» Your assignment: Nothing but the lines from the one that contains "[output] one dot per instance, form <point>289,86</point>." through the end of the listing should appear, set down exactly.

+---+

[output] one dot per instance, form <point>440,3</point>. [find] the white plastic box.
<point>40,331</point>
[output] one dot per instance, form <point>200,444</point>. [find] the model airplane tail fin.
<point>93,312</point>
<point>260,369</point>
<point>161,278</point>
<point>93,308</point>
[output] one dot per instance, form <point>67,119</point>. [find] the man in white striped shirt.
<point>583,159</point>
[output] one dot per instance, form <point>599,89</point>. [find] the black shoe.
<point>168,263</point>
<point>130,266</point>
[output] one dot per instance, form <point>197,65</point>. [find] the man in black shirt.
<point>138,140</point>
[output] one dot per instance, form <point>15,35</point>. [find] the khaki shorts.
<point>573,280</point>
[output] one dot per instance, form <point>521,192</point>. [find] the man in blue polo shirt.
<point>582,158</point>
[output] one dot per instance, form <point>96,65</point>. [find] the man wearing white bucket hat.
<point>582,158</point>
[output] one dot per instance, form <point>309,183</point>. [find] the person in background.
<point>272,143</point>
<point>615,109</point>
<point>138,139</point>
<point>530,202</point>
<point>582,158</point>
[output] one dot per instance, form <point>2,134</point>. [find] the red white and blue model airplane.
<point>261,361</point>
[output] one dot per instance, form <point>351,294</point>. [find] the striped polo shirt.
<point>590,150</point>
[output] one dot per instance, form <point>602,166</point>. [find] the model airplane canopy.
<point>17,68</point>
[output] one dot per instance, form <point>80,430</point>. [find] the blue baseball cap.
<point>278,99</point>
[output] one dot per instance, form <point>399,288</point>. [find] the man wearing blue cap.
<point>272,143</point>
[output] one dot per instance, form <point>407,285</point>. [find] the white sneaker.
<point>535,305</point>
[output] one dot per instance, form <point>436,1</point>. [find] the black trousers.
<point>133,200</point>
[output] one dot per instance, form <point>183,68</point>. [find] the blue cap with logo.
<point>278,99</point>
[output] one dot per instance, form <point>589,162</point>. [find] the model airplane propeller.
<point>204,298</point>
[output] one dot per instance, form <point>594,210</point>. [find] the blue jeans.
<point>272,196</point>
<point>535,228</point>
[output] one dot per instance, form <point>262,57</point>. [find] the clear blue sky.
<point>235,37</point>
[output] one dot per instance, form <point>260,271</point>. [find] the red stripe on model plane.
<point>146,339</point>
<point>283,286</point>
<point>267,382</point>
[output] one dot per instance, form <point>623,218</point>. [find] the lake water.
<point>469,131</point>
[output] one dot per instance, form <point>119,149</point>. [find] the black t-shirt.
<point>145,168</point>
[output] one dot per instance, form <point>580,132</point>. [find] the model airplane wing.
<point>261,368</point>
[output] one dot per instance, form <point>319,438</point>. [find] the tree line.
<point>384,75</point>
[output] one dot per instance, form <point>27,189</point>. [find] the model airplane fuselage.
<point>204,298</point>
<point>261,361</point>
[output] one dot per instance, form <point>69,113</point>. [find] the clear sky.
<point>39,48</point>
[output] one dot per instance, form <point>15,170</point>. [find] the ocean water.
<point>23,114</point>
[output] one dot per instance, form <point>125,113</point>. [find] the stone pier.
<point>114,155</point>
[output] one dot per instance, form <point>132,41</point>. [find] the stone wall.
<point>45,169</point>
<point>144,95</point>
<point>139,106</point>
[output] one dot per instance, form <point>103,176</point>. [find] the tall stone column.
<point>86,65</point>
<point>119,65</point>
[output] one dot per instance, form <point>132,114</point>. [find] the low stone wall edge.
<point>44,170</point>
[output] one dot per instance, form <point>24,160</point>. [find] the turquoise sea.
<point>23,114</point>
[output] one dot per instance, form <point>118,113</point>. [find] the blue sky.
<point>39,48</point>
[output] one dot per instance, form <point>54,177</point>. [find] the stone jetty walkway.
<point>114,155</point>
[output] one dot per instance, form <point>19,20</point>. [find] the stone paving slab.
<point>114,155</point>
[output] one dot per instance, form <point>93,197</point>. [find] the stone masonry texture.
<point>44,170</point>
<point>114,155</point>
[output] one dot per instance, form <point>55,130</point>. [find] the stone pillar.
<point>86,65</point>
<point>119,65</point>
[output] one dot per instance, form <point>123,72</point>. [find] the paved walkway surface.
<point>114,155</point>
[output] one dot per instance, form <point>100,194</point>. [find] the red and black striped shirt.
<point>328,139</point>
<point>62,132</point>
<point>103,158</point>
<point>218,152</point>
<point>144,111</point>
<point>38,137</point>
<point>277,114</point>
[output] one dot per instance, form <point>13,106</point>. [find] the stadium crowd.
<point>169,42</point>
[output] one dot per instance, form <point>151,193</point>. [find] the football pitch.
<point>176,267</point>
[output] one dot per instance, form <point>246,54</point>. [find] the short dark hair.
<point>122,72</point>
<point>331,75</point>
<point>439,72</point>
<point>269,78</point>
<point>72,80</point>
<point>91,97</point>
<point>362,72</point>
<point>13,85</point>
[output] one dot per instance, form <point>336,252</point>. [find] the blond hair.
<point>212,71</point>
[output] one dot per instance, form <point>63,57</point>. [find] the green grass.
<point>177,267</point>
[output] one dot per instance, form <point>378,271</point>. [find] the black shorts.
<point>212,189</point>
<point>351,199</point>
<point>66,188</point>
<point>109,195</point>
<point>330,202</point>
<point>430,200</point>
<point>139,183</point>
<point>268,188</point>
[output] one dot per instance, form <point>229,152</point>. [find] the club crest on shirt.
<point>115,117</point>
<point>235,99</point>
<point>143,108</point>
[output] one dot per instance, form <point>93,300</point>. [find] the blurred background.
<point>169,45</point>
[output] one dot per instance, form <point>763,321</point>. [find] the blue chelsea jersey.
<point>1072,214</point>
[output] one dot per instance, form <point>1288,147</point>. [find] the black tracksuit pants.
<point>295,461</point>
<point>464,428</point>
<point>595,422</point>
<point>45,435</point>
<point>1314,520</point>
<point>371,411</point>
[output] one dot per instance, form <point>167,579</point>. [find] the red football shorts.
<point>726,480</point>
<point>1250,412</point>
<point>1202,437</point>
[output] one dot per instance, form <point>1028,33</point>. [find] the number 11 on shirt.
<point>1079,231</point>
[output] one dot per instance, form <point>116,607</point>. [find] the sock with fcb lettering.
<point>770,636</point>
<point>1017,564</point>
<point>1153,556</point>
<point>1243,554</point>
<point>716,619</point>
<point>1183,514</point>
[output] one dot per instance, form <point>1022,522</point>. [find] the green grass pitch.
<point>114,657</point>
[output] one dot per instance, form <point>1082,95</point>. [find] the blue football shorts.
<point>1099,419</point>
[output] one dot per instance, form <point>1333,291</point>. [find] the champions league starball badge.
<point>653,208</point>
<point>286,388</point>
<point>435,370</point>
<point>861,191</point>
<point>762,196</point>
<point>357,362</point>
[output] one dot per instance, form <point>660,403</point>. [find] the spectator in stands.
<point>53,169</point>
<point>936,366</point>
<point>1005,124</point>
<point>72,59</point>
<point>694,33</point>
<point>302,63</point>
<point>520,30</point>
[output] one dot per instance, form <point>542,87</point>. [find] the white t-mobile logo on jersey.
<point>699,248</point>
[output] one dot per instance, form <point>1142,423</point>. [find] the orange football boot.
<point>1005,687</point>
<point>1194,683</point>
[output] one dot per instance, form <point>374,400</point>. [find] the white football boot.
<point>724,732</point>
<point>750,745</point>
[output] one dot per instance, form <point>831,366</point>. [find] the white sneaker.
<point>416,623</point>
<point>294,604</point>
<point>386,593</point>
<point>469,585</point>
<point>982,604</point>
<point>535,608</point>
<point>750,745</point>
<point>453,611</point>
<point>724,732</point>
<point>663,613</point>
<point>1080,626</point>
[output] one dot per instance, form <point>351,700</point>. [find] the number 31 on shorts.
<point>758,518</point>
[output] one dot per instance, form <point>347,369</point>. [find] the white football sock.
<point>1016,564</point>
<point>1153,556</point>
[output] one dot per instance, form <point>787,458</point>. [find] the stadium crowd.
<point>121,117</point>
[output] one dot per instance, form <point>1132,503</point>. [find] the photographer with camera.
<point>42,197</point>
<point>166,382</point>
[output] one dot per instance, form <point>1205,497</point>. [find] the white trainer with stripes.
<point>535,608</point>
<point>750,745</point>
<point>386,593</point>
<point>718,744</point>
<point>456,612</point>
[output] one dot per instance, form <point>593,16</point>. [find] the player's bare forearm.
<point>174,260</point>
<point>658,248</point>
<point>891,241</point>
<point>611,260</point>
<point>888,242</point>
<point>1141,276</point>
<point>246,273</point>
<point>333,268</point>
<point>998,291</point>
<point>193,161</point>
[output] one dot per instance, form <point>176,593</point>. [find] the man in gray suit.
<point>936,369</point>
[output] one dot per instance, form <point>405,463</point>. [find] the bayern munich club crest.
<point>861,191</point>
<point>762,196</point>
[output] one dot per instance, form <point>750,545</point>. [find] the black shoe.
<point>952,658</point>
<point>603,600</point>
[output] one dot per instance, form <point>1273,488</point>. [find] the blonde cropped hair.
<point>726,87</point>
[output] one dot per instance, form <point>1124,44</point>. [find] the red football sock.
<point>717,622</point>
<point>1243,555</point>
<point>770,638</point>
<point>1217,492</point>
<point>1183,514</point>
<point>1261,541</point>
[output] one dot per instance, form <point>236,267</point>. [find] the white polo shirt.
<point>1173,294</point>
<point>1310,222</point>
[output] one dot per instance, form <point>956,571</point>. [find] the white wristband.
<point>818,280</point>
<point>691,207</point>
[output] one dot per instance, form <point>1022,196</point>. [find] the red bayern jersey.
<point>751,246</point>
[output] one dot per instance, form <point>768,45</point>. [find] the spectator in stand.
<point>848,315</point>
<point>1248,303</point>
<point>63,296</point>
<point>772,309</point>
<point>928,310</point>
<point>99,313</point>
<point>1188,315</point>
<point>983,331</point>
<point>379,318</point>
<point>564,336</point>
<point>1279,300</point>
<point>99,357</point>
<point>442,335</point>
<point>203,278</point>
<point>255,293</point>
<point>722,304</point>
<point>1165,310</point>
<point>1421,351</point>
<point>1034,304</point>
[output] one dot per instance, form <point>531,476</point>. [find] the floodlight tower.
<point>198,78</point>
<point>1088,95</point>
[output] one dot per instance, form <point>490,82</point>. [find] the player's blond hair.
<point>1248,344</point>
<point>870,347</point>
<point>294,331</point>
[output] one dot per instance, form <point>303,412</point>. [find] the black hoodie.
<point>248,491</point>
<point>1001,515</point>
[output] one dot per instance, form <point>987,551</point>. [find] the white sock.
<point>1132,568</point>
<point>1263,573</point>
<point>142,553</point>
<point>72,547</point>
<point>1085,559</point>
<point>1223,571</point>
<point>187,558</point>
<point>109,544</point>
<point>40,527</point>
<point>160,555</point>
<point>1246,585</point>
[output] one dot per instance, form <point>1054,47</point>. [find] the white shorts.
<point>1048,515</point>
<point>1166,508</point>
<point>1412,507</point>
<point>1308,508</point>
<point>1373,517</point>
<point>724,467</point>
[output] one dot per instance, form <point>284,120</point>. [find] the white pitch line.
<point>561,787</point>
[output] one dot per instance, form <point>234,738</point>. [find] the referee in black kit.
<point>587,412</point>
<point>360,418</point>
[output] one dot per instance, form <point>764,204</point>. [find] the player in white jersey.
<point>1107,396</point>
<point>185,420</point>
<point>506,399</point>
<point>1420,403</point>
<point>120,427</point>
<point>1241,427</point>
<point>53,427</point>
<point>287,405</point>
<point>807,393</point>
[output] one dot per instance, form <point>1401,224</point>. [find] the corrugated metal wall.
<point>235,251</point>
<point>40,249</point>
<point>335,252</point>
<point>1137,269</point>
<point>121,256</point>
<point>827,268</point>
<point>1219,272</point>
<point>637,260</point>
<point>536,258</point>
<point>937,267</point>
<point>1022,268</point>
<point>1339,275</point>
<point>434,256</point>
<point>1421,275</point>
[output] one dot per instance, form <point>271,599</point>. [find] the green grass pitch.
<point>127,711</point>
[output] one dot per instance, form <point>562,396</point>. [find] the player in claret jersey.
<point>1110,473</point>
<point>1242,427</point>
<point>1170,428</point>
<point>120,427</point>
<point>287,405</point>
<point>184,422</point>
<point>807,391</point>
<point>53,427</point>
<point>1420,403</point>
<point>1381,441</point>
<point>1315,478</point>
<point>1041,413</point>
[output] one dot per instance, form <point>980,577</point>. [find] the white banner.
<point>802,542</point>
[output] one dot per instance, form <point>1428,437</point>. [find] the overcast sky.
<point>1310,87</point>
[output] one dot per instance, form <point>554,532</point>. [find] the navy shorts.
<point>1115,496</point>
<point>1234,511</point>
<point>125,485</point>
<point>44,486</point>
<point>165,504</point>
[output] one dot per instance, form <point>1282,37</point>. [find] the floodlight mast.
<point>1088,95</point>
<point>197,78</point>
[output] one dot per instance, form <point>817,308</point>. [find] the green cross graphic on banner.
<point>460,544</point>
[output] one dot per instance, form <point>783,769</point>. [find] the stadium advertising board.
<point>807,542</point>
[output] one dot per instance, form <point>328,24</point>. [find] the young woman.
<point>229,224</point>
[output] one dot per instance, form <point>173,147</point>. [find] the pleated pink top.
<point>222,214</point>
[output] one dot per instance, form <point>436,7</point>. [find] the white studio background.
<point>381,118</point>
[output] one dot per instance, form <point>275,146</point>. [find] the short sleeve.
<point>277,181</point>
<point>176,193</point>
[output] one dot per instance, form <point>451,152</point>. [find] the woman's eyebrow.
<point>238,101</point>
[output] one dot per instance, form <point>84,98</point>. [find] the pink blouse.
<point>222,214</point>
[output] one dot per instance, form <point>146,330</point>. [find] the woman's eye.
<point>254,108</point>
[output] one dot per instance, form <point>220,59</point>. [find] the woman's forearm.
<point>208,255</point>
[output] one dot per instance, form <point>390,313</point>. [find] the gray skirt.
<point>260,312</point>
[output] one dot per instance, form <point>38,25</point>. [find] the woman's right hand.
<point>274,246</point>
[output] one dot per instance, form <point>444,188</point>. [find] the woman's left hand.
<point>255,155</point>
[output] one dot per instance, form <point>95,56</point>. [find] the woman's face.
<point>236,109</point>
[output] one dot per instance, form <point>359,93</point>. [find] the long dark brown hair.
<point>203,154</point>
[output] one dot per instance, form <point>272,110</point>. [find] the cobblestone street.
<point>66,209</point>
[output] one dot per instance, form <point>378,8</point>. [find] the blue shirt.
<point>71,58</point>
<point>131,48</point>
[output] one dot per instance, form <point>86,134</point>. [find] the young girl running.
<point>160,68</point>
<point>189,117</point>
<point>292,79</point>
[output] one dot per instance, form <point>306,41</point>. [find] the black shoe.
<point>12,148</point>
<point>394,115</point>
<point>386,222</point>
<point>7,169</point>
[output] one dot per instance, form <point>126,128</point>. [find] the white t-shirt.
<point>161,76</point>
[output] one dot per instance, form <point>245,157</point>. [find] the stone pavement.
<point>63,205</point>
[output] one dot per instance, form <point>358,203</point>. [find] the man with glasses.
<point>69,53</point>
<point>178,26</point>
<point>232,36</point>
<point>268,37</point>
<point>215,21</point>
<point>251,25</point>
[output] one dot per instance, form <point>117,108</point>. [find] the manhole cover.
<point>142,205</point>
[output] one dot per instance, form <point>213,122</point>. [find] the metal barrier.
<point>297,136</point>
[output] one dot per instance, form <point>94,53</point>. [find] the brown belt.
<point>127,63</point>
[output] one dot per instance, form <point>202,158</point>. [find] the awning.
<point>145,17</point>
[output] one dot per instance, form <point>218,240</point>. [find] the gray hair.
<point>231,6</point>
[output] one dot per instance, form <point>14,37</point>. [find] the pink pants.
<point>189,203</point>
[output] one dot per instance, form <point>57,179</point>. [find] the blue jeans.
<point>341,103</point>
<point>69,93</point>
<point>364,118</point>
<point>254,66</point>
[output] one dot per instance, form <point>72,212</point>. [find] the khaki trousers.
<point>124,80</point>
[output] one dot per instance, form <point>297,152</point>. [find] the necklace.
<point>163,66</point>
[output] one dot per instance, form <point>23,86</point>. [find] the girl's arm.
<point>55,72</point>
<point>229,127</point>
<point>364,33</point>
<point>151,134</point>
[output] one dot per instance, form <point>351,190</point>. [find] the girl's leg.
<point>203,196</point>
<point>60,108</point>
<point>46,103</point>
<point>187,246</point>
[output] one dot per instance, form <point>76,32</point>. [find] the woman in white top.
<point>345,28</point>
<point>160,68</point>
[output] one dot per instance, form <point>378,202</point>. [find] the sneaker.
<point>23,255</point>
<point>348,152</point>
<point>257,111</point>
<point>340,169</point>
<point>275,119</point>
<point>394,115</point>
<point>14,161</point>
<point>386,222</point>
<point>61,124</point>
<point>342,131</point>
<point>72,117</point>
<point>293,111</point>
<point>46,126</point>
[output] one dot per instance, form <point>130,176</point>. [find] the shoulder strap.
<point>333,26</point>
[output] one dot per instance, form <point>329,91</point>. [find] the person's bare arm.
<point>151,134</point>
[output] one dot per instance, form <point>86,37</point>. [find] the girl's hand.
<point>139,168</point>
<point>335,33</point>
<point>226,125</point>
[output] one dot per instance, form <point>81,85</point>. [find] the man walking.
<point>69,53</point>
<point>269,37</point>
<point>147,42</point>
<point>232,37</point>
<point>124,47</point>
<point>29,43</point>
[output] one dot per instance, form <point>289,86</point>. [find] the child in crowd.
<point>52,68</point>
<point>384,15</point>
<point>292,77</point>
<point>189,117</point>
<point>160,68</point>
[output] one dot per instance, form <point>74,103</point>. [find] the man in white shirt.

+---+

» Task answer:
[output] one dot per instance, form <point>289,86</point>. [find] the child in crowd.
<point>52,68</point>
<point>384,15</point>
<point>292,77</point>
<point>189,117</point>
<point>160,68</point>
[output] one dot per instance, form <point>74,103</point>. [find] the man in white shirt.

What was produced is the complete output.